18. Other Charges Unless otherwise agreed in this TOS, NetTreasury will raise additional fees and charges for any services not included or specifically excluded in this TOS. Any additional fees or charges for other goods or services that are to be provided by NetTreasury will be agreed in a separate TOS.
19. DISCLAIMER AND LIMITATION OF LIABILITY The NetTreasury Services are provided "as is” and NetTreasury makes no express or implied representations or warranties with regard thereto. NetTreasury does not warrant that the NetTreasury System or Services will be error-free or will meet any particular criteria of accuracy, completeness or reliability of information, performance or quality. NetTreasury expressly disclaims all implied warranties, including, without limitation, warranties of merchantability, title, fitness for a particular purpose; non-infringement, compatibility, security and accuracy. Use of the NetTreasury Services is entirely at a user’s own risk and users assume full responsibility and risk of loss resulting from the use thereof. Neither NetTreasury, its shareholders, agents, consultants or employees will be liable for any damages whatsoever including, without limitation, any direct, indirect, special, incidental, consequential or punitive damages, whether arising out of contract, statute, delict or otherwise.
20. PROPRIETARY OR CONFIDENTIAL INFORMATION “Proprietary or Confidential Information” shall mean any information that the Disclosing Party (either NetTreasury or the Client) desires to protect from unrestricted disclosure or competitive use and that is designated as such in writing or appropriately marked by the Disclosing Party. Proprietary or Confidential Information may include property of third parties who have granted the Disclosing Party access to such materials.
20.1 Information provided by the Disclosing Party to the receiving Party (either NetTreasury or the Client) shall not be considered Proprietary or Confidential Information if it is: -
20.2 established by the Receiving Party to have been known by it at the time of receipt; or
20.3 becomes publicly known through no wrongful act of the Receiving Party; or
20.4 received from a third party without similar restrictions and without breach of this Licence; or
20.5 approved for release by written authorisation of the Disclosing Party; or
20.6 not identified as proprietary in accordance with this Licence; or
20.7 independently developed by the Receiving Party without resort to the Proprietary Information.
20.8 The Client acknowledges that the Software and Software Documentation include Proprietary or Confidential Information claimed to be trade secrets of NetTreasury. Client shall utilise its best efforts to prevent disclosure of such information, at least to the extent that it protects its own proprietary information. The Receiving Party agrees to disclose the Proprietary or Confidential Information only to its employees having a need-to-know, and shall not disclose any Proprietary or Confidential Information to third parties.

==*==

*Given exercise 1*: Quote every line of the records word for word.
The NetTreasury terms and the records are unrelated material.

Dataset rows showing where objects appear
==*==

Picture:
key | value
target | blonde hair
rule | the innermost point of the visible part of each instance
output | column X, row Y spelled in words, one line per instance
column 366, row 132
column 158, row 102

==*==

*Given exercise 2*: Print the NetTreasury terms word for word from "18. Other Charges" to "a separate TOS.".

*Full output 1*:
Picture:
key | value
target | blonde hair
rule | the innermost point of the visible part of each instance
output | column X, row Y spelled in words, one line per instance
column 366, row 132
column 158, row 102

*Full output 2*:
18. Other Charges Unless otherwise agreed in this TOS, NetTreasury will raise additional fees and charges for any services not included or specifically excluded in this TOS. Any additional fees or charges for other goods or services that are to be provided by NetTreasury will be agreed in a separate TOS.